▸ **EXTRACTED ENTRIES**:
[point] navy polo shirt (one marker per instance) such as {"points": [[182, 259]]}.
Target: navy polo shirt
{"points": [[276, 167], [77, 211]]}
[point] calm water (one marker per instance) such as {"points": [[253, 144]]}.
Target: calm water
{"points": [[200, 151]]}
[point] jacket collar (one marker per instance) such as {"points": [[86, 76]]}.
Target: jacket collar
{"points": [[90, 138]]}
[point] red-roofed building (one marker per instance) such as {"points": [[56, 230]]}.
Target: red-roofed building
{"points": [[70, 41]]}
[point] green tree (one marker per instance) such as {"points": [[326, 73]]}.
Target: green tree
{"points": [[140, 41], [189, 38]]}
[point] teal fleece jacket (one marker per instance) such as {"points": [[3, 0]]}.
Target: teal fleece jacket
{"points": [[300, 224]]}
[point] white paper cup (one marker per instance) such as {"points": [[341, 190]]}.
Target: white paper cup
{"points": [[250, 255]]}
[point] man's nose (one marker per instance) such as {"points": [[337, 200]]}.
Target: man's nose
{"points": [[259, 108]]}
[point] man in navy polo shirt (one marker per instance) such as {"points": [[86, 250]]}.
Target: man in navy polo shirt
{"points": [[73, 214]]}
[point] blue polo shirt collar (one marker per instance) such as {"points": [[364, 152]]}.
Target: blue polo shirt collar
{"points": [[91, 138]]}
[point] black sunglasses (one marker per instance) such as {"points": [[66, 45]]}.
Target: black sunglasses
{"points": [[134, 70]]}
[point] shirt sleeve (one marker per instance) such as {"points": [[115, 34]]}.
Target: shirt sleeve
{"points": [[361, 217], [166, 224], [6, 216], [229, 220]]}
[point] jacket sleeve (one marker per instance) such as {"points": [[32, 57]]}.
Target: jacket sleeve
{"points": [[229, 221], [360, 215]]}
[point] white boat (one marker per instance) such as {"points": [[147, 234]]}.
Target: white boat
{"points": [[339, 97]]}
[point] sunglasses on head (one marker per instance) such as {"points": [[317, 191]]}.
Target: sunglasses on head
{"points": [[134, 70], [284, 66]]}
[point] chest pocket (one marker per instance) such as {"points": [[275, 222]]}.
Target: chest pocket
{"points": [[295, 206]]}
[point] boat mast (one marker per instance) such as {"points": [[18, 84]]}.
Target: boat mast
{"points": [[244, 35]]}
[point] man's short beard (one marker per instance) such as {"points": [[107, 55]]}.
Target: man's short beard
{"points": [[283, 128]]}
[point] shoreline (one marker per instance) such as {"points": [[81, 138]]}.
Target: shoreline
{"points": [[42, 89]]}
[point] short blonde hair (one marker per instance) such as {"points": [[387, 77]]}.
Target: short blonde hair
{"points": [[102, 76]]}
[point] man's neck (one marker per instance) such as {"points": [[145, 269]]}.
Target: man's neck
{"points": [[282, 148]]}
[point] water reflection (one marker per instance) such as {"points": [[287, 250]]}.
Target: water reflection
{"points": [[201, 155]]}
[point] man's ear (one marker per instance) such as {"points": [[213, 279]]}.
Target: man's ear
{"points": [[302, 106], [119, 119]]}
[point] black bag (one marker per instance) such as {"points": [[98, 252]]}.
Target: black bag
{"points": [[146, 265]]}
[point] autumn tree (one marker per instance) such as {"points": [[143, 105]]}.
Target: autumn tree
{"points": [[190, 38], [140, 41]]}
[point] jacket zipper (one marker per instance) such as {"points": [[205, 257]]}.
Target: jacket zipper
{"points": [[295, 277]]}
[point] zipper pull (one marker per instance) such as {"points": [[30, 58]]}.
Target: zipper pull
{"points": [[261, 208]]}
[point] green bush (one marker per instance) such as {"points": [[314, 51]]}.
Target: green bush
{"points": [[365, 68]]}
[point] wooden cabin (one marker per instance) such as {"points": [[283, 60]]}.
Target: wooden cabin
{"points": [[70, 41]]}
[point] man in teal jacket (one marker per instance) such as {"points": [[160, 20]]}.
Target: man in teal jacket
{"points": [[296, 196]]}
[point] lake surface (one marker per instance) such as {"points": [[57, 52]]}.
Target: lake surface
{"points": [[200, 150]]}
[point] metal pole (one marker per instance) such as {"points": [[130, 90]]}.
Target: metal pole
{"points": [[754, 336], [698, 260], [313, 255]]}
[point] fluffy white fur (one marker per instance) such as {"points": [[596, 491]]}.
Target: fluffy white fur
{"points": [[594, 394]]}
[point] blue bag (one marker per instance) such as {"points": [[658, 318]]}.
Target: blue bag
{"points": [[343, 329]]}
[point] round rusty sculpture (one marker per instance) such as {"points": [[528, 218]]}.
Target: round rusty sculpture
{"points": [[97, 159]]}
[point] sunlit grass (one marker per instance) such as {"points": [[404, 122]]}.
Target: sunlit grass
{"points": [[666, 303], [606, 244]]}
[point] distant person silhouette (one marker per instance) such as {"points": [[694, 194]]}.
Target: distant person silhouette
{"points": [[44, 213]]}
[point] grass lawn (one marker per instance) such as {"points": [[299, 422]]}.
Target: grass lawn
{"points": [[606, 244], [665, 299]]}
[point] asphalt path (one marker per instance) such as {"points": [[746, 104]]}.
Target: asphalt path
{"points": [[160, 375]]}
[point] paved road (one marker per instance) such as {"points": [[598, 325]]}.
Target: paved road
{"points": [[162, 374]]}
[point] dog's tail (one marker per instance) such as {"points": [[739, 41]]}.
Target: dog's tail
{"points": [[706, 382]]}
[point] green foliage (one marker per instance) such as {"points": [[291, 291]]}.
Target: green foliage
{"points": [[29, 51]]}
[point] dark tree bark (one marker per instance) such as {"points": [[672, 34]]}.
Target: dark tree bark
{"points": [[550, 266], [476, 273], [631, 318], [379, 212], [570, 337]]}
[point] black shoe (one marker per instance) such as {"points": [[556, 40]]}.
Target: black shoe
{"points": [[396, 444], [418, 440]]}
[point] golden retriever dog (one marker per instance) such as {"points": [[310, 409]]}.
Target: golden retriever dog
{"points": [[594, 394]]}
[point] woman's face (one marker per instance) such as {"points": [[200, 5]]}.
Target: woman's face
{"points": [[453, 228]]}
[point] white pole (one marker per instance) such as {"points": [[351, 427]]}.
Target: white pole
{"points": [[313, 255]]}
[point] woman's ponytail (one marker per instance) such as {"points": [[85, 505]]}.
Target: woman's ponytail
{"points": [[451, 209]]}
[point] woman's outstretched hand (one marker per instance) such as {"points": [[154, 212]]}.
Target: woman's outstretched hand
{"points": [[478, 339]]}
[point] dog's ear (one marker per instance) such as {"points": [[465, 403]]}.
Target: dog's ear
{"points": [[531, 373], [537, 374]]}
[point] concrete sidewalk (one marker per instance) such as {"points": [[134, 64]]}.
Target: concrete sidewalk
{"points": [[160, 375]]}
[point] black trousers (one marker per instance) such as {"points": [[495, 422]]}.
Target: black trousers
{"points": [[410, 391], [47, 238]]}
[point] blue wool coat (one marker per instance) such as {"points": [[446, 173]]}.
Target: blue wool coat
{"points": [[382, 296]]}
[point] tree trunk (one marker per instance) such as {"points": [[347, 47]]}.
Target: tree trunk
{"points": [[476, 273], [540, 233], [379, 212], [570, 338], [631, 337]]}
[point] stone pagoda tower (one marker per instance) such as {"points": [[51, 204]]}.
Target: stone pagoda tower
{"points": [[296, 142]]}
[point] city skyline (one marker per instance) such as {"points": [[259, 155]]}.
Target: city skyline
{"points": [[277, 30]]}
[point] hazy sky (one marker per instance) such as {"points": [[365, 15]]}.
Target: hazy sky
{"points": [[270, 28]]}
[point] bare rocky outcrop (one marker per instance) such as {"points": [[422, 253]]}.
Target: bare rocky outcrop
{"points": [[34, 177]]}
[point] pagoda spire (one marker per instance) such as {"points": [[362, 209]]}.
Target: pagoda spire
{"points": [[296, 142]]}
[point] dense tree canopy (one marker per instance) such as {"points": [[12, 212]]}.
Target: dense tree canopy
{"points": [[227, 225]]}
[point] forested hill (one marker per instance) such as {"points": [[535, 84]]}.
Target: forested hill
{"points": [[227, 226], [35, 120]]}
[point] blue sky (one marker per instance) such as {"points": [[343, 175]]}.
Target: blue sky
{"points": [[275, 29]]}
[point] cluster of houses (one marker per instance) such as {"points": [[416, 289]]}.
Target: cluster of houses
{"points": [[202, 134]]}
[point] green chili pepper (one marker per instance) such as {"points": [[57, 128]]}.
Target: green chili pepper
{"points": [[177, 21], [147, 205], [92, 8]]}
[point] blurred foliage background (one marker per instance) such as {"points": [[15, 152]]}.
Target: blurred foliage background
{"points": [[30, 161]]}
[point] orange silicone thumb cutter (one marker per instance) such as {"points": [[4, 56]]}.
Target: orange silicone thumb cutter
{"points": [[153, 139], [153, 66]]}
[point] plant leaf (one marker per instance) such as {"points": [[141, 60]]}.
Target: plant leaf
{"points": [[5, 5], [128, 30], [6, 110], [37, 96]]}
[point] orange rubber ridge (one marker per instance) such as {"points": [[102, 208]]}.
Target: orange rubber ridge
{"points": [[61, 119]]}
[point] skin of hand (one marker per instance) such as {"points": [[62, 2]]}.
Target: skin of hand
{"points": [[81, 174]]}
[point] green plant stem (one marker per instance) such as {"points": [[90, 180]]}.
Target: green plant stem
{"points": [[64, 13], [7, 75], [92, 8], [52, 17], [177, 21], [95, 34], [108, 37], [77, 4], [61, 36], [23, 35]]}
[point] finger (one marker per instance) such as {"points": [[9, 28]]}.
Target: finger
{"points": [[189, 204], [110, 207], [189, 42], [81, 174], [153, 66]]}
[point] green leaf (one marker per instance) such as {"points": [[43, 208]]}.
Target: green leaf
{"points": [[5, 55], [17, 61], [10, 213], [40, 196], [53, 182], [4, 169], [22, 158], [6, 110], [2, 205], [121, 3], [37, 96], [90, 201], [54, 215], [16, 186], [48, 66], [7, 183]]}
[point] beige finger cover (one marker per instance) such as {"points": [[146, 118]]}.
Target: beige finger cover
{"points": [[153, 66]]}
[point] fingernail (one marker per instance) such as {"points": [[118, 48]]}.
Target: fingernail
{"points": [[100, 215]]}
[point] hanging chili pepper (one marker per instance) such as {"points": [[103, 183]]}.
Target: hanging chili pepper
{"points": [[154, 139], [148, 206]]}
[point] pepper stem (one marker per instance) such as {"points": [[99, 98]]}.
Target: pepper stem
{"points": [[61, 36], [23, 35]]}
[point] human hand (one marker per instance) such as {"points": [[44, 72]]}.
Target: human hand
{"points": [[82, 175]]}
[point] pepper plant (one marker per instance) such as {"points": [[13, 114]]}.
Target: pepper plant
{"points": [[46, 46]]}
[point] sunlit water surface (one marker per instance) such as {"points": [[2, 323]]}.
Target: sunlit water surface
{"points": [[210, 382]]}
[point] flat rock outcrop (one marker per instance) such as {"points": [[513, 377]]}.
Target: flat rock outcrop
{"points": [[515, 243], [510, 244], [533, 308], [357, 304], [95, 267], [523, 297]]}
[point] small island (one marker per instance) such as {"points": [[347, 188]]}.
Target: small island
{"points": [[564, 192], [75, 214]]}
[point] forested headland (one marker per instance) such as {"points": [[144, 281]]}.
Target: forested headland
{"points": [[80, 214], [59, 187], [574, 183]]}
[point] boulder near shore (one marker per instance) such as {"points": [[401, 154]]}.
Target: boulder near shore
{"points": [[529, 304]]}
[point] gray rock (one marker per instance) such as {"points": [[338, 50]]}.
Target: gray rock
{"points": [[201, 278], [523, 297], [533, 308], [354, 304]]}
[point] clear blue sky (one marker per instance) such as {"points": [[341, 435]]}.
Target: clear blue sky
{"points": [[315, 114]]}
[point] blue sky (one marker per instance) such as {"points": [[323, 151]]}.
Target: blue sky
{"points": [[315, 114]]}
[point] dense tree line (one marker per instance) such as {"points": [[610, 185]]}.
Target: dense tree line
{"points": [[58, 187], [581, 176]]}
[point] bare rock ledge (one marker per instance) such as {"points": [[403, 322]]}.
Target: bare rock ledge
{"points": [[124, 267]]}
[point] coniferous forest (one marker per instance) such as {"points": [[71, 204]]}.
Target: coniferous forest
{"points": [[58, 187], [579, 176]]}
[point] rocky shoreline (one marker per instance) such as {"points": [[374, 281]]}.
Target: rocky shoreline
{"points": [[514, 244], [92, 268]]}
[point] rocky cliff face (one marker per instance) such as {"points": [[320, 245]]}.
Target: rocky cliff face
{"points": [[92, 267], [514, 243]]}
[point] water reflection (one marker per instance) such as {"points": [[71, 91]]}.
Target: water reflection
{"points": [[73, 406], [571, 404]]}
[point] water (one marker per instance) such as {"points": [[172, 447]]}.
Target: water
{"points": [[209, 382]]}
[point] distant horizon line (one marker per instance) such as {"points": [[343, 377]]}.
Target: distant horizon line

▸ **PROBLEM DESCRIPTION**: Can you write out the lines above, from the first one through the one containing "[point] red-roofed building", exactly as they appear and nothing more?

▸ **SOLUTION FOR THIS EXERCISE**:
[point] navy polo shirt (one marker per instance) such as {"points": [[182, 259]]}.
Target: navy polo shirt
{"points": [[276, 167], [77, 211]]}
[point] calm water (one marker per instance) such as {"points": [[253, 144]]}.
Target: calm water
{"points": [[200, 151]]}
[point] jacket collar (one marker per instance) such as {"points": [[86, 76]]}.
Target: jacket collar
{"points": [[90, 138]]}
[point] red-roofed building (one marker per instance) such as {"points": [[56, 230]]}.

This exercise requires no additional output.